BEGIN Extracted data
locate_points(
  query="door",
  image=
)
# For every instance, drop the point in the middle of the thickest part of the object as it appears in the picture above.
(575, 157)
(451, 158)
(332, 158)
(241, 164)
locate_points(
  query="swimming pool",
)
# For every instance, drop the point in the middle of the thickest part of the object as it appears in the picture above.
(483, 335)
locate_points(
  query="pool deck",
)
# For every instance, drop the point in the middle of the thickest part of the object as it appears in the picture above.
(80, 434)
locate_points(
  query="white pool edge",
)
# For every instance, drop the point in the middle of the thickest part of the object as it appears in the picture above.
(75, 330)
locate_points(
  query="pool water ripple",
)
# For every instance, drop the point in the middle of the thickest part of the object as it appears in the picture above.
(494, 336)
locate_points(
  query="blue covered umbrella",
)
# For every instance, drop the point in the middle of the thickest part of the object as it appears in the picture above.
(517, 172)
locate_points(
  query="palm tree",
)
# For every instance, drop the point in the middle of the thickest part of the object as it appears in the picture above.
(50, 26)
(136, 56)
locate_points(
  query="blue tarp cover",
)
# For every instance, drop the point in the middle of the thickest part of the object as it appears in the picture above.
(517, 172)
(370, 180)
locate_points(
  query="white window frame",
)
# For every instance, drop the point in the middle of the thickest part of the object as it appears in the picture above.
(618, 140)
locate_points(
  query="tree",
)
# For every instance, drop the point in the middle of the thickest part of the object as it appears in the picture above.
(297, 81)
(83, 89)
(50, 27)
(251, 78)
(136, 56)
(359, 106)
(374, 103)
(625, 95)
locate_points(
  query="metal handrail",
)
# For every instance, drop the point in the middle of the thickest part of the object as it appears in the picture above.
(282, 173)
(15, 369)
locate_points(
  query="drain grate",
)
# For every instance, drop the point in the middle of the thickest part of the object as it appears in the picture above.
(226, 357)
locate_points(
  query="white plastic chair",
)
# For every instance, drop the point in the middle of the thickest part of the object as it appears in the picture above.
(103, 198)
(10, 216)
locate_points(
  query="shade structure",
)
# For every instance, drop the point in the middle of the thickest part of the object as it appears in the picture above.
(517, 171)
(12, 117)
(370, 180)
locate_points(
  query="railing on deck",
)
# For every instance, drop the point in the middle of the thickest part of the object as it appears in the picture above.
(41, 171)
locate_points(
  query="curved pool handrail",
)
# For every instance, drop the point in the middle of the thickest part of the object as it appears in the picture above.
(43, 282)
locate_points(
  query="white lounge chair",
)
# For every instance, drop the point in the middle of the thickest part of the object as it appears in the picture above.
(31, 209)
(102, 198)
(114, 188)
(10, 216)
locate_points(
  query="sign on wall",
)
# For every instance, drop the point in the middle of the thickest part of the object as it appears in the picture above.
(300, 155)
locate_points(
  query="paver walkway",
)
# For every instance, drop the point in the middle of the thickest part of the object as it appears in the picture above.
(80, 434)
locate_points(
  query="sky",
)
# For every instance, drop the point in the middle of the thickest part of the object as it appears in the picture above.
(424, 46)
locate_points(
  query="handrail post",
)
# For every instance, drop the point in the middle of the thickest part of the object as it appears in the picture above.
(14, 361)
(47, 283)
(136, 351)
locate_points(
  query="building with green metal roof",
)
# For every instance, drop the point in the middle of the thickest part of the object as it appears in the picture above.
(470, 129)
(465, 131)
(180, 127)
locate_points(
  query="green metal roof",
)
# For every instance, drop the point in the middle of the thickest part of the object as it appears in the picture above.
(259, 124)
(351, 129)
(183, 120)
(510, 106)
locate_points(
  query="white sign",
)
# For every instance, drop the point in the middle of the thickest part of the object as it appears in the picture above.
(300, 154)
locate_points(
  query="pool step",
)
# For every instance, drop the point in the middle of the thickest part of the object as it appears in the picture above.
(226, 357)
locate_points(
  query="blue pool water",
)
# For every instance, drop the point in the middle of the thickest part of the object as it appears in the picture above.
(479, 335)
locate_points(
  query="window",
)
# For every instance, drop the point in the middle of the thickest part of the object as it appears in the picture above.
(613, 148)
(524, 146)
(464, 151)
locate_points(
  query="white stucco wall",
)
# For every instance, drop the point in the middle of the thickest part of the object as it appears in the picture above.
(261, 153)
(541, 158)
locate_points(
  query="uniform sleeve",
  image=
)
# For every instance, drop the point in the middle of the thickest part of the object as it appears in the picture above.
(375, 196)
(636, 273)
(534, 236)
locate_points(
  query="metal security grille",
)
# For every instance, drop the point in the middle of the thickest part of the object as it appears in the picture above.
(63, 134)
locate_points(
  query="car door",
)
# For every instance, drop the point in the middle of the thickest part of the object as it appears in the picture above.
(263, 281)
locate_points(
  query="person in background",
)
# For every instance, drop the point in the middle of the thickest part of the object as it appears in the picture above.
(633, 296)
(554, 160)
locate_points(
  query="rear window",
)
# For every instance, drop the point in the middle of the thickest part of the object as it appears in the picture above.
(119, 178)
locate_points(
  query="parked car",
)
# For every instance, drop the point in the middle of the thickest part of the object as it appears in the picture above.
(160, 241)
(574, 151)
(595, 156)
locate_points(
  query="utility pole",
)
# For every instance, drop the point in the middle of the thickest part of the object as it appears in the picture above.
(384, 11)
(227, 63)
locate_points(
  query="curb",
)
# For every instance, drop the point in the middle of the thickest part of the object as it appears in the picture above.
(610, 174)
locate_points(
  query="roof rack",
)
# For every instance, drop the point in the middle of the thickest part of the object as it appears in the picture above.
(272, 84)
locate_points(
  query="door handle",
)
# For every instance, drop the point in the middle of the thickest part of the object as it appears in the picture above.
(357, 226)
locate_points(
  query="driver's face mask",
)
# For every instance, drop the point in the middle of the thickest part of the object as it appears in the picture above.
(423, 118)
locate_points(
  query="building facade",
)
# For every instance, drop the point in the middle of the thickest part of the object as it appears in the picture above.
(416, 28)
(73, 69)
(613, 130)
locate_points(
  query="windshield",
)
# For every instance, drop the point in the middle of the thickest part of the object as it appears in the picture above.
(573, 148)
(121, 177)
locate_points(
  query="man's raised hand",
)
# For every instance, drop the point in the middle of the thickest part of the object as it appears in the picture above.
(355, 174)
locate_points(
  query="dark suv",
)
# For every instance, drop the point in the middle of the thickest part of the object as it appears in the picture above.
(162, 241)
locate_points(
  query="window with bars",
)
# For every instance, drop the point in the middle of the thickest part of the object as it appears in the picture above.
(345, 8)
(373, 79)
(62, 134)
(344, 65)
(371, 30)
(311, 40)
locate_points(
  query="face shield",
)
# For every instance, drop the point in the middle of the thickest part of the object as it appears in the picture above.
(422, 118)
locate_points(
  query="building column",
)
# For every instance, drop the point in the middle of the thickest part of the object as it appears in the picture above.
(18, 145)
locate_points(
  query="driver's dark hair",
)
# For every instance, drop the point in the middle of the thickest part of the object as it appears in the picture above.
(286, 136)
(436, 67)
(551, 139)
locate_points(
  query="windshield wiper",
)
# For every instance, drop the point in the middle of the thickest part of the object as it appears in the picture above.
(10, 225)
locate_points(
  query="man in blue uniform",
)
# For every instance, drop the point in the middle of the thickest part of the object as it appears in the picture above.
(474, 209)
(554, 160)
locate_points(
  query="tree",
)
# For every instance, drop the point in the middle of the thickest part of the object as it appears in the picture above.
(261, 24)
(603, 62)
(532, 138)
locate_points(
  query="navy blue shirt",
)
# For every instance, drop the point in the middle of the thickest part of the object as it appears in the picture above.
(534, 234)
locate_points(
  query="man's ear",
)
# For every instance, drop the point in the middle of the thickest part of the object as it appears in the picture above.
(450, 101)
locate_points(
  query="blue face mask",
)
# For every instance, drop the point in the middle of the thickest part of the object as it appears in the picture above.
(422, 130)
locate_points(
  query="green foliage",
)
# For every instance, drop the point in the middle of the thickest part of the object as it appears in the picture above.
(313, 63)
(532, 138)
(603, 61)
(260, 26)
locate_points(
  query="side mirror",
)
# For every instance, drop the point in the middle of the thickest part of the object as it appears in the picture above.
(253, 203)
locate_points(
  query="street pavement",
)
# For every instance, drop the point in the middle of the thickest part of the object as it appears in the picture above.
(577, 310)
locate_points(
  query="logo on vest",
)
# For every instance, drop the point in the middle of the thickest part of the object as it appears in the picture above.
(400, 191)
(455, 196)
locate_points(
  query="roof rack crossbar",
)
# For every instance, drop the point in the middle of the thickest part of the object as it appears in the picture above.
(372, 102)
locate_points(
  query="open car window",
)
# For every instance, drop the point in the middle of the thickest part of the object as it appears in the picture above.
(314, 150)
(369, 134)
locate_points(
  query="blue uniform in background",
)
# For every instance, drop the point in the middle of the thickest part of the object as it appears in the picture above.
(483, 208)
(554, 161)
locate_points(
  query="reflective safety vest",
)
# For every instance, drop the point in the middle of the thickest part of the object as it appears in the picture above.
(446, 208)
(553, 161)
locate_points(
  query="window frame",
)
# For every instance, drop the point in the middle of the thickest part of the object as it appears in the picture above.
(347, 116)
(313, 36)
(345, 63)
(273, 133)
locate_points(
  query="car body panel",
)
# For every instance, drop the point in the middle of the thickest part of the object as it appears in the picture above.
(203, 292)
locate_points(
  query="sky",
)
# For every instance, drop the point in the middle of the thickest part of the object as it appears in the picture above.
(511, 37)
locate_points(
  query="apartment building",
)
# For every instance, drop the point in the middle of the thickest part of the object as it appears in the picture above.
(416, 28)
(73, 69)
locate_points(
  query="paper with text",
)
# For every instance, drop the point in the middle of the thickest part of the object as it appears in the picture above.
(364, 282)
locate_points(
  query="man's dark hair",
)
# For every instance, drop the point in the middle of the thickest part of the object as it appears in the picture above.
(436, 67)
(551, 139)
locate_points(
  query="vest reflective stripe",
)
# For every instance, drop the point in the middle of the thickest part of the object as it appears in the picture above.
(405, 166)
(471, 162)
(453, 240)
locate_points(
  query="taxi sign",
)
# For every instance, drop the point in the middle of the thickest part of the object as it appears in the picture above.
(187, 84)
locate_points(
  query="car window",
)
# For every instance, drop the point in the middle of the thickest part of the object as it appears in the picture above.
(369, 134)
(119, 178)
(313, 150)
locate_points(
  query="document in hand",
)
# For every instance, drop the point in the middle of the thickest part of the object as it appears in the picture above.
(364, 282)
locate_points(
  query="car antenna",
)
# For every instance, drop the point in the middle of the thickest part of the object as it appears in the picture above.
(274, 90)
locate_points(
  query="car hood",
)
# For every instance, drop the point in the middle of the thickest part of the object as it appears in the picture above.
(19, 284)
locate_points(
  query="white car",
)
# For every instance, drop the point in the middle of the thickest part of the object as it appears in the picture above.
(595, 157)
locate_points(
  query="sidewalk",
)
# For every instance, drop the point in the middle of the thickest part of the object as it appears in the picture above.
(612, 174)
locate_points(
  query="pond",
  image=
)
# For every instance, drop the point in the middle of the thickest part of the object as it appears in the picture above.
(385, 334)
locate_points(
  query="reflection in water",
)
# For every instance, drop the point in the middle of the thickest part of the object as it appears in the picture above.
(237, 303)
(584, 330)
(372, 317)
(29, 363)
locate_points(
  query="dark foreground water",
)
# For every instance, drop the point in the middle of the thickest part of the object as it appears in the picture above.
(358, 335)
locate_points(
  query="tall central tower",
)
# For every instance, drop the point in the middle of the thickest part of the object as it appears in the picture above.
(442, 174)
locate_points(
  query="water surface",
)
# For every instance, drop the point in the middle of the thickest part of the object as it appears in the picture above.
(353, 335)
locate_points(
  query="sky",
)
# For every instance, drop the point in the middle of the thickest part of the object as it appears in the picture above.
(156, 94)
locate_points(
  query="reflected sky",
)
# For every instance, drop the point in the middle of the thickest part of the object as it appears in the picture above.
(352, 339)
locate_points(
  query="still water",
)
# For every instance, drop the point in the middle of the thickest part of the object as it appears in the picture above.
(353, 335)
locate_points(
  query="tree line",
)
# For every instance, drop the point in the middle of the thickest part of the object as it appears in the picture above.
END Extracted data
_Task instructions_
Each line of the records that holds the word "window" should be copied out.

_Response to this exercise_
  query="white window frame",
  query="window",
  query="rear window",
  query="window with bars",
  query="open car window",
  query="window frame",
  query="car window",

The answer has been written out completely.